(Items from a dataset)
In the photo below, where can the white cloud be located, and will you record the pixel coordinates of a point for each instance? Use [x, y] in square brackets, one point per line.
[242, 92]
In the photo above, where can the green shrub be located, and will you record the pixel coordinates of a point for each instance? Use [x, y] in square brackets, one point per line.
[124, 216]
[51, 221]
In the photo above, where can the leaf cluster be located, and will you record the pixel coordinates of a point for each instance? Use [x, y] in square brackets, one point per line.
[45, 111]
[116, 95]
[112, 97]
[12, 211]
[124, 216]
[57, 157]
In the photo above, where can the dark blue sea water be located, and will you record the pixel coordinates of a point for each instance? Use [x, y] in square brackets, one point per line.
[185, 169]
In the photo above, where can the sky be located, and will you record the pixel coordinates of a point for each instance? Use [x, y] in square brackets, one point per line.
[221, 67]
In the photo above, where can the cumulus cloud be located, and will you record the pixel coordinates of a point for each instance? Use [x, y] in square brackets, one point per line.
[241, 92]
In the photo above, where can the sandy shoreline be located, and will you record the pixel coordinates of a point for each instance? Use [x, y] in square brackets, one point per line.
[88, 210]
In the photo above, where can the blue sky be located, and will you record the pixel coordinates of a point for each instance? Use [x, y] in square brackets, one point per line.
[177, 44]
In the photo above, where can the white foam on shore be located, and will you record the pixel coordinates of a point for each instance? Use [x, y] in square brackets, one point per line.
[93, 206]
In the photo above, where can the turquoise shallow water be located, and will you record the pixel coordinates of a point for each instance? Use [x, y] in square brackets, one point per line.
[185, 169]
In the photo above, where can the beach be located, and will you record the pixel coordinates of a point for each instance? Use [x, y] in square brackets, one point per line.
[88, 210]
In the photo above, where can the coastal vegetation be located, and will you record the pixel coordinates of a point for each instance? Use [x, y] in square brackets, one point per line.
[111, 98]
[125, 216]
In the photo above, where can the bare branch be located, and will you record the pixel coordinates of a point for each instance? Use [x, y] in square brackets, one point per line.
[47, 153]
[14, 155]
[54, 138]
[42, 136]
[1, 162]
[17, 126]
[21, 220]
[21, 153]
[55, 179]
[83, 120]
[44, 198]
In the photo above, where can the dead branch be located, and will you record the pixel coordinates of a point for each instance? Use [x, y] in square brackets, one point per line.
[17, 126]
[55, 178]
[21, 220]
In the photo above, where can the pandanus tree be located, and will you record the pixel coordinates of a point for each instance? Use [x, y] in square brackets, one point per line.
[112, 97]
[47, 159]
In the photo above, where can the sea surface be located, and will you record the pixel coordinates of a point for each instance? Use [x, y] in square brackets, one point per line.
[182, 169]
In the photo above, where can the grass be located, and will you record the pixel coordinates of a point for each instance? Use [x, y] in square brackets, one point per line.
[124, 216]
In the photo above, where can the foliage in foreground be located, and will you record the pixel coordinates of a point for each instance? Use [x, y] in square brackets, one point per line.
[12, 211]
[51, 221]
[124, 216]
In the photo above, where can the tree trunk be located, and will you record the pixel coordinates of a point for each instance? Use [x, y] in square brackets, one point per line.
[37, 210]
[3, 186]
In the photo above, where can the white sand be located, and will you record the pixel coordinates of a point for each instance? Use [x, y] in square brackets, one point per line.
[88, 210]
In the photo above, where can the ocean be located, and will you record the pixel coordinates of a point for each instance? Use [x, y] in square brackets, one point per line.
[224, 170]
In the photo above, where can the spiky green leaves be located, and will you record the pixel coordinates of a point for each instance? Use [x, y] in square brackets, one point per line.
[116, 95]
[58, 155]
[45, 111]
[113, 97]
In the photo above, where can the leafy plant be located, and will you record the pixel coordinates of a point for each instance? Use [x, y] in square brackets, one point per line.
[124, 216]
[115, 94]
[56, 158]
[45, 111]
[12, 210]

TASK TO COMPLETE - Restate the data above word for word, please.

ANSWER TO THE PROBLEM -
In the photo below, where can the white cloud be located, and will you record the pixel coordinates of a point for each instance? Use [x, y] in square brackets, one point per line.
[242, 92]
In the photo above, where can the green shrub be located, and will you record the pixel coordinates of a point for each instance? Use [x, y] in square brackets, one point per line.
[124, 216]
[51, 221]
In the photo above, where can the leaf cluster be located, and will you record the pixel coordinates of a point for each instance? Use [x, y] in square brackets, one point per line.
[45, 111]
[116, 95]
[112, 97]
[12, 211]
[124, 216]
[57, 157]
In the photo above, where can the dark blue sea water be located, and will you record the pixel coordinates of a point for each instance? Use [x, y] in square brackets, one point per line.
[185, 169]
In the photo above, where can the sky be located, and will you record the pixel coordinates of a point for each instance? Use [x, y] in square brackets, one point per line.
[221, 67]
In the photo above, where can the cumulus cloud be located, and will you record the pixel coordinates of a point for each instance? Use [x, y] in square brackets, one point per line.
[241, 92]
In the photo above, where can the sandy shoreline be located, and will you record the pixel coordinates of a point for each instance? Use [x, y] in square brackets, one point per line.
[88, 210]
In the photo above, where can the blue sky be located, and will you record the pixel coordinates of a point for each instance? Use [x, y] in square brackets, one point per line.
[177, 44]
In the photo above, where can the white foam on shore be located, and will you record the pixel coordinates of a point for each instance? Use [x, y] in square brackets, one point per line.
[93, 206]
In the photo above, where can the turquoise shallow water be located, and will you record the pixel coordinates of a point for each instance? Use [x, y] in square brackets, one point per line.
[185, 169]
In the photo above, where can the beach be located, and will you record the pixel coordinates of a point for each instance? Use [x, y] in square brackets, one point per line.
[88, 210]
In the photo above, where can the coastal vegetation be located, and will you record the pixel coordinates of a point for each instance? Use [x, y] in square brackets, one point per line.
[111, 98]
[125, 216]
In the photo above, where can the bare branch be located, and will you record the pixel coordinates of a point for each instance? Use [x, y] in square brackets, one point per line.
[47, 153]
[14, 155]
[54, 138]
[42, 136]
[1, 162]
[17, 126]
[21, 220]
[21, 153]
[55, 179]
[83, 120]
[44, 198]
In the photo above, where can the dead branch be located, and will you record the pixel coordinates of a point for each instance? Use [x, y] in square brackets, one point per line.
[17, 126]
[55, 178]
[21, 220]
In the photo above, where can the pandanus tree be located, and will you record the pixel coordinates of a point for each instance? Use [x, y] in square brackets, one point per line.
[112, 97]
[47, 159]
In the photo above, where can the sea surface be located, and will you record the pixel coordinates of a point for each instance? Use [x, y] in square brackets, one point per line.
[182, 169]
In the photo above, where can the grass be located, and will you record the pixel coordinates of a point for each instance? Use [x, y] in square brackets, one point per line.
[124, 216]
In the photo above, where can the foliage in foreground be located, and will you record the pixel coordinates of a point for each instance? Use [x, y] in square brackets, one point per line.
[12, 211]
[51, 221]
[124, 216]
In the photo above, where can the tree trunk be located, and will you record the pixel coordinates of a point for each instance? Use [x, y] in square brackets, one point per line.
[37, 210]
[3, 186]
In the photo above, where can the white sand be located, and will you record the pixel coordinates of a point for each instance? Use [x, y] in square brackets, one point per line.
[88, 210]
In the photo above, where can the ocean be located, and will you record the pixel coordinates of a point for each instance? Use [x, y] in square brackets, one point per line.
[224, 170]
In the photo above, where can the spiky green leaves be located, and will you record the pixel coordinates of a point for each instance? Use [x, y] in square brackets, one point per line.
[116, 95]
[58, 155]
[45, 111]
[113, 97]
In the photo above, where can the leafy plant be located, and will you record the pixel coordinates of a point for each instance? Use [x, y] in square brackets, one point per line.
[124, 216]
[115, 94]
[56, 158]
[45, 111]
[12, 210]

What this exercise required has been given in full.